_Instructions to follow_.
Find every line with the string "cloud" in the material below and copy it.

_Data excerpts_.
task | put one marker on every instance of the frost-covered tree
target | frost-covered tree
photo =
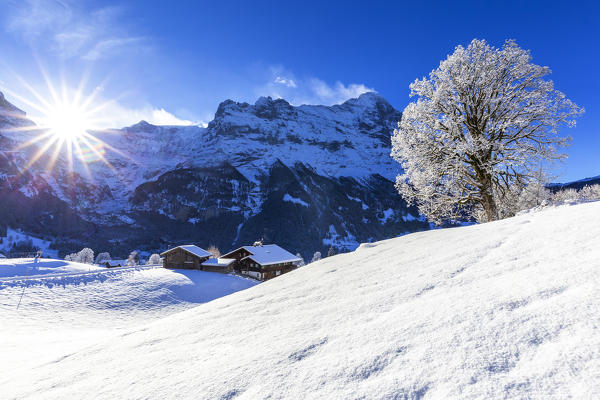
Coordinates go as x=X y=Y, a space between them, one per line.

* * *

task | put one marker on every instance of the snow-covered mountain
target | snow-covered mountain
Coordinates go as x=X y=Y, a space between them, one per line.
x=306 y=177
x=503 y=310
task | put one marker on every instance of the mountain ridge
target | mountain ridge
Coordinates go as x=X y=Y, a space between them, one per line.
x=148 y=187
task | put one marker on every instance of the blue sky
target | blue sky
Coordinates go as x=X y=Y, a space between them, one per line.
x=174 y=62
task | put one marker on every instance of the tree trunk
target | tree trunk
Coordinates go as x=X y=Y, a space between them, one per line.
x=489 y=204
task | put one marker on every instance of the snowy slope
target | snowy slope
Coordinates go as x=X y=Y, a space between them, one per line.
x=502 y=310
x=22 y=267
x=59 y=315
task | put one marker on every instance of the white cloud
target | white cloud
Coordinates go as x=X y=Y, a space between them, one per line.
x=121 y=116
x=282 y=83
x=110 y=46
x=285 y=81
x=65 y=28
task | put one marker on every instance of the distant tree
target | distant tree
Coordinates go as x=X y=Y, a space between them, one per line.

...

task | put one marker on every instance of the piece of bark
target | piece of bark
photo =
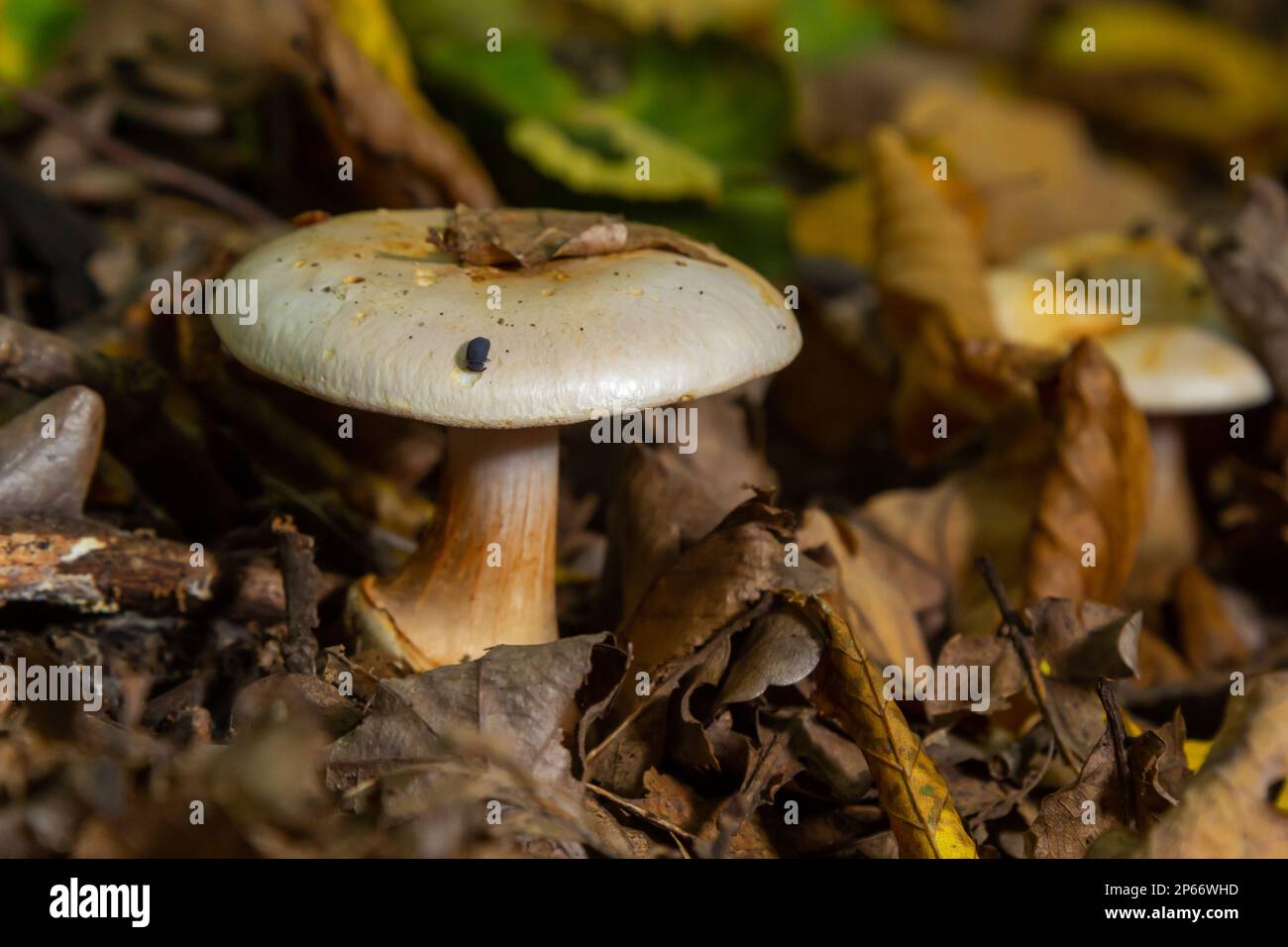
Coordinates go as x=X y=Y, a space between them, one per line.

_Response below_.
task | put one marker on every instance of the white cloud
target | white cloud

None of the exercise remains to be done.